O anel de Giges
O anel de Giges é uma história contada por Platão na República para discutir se o homem agiria corretamente caso tivesse o poder de fazer maldade sem ser percebido. Num diálogo do livro, Glauco discorda de Sócrates e insiste que justiça e virtude não são de fato desejáveis em si mesmas. O importante é aparentar sem um homem justo e bondoso. Não é necessário ser de fato.
Em
apoio a sua afirmação, Glauco oferece a seguinte história que sugere que a
única razão pela qual as pessoas agem moralmente é que eles não têm o poder de
se comportar de outra forma. Basta retirar o medo da punição, e a pessoa
“justa” e “injusta” se comportará da mesma maneira: injustamente, imoralmente.
Veja
o texto que descreve a história do anel de Giges:
“Giges
era um pastor a serviço do rei de Lídia. Houve uma grande tempestade e um
terremoto fez uma abertura na terra no lugar onde ele estava alimentando seu
rebanho. Espantado com a visão, desceu até a abertura, onde, entre outras
maravilhas, viu um cavalo oco de bronze, com portas. Giges então se agachou e
viu o corpo de um homem com apenas um anel de ouro no dedo. Ele pegou o anel e voltou para a superfície.
“Com
esse anel no dedo, foi assistir à assembléia habitual dos pastores, que se
realizava todos os meses, para informar ao rei o estado dos seus rebanhos.
Tendo ocupado o seu lugar no meio dos outros, virou sem querer o engaste do
anel para o interior da mão; imediatamente se tomou invisível aos seus
vizinhos, que falaram dele como se não se encontrasse ali. Assustado, apalpou
novamente o anel, virou o engaste para fora e tomou-se visível. Logo em seguida
repetiu a experiência, para ver se o anel tinha realmente esse poder;
reproduziu-se o mesmo prodígio: virando o engaste para dentro, tomava-se
invisível; para fora, visível. Assim que teve certeza, conseguiu juntar-se aos
mensageiros que iriam conversar com o
rei. Chegando ao palácio, seduziu a rainha, conspirou com ela a morte do rei, matou-o
e obteve assim o poder.
“Agora
suponha que existem dois anéis desta natureza e o justo recebesse um e o
injusto outro. É provável que nenhum fosse de caráter tão firme para perseverar
na justiça e para ter a coragem de não se apoderar dos bens de outra pessoa.

** Desafio **
De acordo com o texto sobre o anel de Giges, a serviço de quem Giges trabalhava como pastor?

** Dados fornecidos **
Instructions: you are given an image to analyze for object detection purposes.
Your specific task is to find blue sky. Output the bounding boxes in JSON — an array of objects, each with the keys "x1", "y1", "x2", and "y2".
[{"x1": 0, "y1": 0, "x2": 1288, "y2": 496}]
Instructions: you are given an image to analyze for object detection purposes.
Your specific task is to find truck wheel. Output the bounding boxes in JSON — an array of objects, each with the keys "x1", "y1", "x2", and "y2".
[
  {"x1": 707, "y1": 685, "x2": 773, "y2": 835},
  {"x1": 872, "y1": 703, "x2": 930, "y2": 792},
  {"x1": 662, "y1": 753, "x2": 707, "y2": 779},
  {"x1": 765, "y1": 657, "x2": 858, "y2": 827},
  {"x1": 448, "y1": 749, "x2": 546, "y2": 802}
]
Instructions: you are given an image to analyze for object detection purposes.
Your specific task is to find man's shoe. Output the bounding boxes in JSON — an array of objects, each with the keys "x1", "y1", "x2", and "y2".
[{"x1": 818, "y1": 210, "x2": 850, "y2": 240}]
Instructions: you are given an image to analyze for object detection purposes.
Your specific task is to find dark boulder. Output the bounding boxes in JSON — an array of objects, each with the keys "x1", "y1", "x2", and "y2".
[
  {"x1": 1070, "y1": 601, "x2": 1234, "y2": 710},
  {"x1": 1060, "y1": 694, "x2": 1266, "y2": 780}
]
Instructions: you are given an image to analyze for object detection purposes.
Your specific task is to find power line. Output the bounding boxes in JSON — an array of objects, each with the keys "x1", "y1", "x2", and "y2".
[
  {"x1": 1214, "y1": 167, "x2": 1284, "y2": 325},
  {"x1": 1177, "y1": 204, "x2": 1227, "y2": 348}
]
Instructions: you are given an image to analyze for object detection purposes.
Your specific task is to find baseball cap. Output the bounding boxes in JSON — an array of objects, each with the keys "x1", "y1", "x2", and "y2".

** Resposta completa **
Do rei de Lídia.